— START —
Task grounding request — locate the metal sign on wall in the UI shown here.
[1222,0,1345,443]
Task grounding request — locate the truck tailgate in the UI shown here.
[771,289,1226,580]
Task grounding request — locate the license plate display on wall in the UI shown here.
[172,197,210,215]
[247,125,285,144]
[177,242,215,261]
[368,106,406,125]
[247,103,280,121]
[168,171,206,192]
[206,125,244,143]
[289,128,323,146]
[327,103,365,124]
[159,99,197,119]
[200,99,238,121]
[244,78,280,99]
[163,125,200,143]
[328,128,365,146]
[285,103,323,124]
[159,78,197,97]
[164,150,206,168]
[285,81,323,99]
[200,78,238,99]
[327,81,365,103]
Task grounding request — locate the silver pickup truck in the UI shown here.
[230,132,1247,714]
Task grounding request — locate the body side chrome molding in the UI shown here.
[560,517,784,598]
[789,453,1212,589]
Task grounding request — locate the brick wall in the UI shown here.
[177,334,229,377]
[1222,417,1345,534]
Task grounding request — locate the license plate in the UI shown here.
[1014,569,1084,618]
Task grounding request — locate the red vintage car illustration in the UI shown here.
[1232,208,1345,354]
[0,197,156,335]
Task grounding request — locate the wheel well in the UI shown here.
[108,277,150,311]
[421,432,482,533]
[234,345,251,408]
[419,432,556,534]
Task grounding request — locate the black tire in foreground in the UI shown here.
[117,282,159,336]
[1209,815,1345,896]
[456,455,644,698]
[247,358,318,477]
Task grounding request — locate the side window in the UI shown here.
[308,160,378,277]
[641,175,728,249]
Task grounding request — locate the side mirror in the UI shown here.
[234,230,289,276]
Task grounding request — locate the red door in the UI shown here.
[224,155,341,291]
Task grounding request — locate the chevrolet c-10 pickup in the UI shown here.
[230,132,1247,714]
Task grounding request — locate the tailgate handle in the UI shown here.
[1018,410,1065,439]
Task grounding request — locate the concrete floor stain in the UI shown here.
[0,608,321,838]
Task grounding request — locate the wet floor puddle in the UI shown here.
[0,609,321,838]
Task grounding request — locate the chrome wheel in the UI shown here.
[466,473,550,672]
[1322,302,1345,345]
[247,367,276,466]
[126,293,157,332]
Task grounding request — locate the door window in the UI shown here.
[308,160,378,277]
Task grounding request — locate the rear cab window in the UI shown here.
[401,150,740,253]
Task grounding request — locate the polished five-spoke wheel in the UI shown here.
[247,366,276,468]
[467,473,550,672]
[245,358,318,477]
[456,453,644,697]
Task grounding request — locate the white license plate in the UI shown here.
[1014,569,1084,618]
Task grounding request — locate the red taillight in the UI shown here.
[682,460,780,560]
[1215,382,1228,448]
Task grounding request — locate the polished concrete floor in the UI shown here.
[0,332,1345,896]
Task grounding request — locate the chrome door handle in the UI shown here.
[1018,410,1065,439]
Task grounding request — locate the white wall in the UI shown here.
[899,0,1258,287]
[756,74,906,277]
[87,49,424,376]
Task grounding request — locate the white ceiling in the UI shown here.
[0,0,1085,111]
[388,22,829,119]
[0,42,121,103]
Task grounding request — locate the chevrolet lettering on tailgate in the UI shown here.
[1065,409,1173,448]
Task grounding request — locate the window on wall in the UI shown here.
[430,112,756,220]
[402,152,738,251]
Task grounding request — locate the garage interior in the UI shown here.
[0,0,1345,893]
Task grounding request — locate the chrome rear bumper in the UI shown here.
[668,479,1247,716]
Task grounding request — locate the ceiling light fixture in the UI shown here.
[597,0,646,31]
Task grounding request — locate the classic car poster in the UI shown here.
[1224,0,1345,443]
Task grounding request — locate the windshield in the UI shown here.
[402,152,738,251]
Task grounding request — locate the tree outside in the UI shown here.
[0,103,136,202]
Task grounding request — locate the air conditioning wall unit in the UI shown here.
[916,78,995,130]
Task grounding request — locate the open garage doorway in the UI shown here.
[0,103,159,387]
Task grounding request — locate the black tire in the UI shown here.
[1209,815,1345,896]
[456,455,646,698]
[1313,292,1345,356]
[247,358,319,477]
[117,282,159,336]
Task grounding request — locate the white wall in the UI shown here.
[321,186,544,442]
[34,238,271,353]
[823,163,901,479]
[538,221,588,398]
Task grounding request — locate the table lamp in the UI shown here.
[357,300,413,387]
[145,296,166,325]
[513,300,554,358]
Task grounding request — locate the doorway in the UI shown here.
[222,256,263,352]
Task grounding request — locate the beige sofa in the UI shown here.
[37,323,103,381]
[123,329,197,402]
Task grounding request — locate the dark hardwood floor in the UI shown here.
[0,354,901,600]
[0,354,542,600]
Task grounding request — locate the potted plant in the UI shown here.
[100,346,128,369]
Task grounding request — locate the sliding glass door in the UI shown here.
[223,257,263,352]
— END —
* **WHAT IS NEEDED**
Print the rows from the line with "Task grounding request — locate the sliding" through the end of the rows, word for word, including both ends.

* **TASK OUTPUT**
Task grounding request — locate the sliding glass door in the UI shown here.
[223,257,263,352]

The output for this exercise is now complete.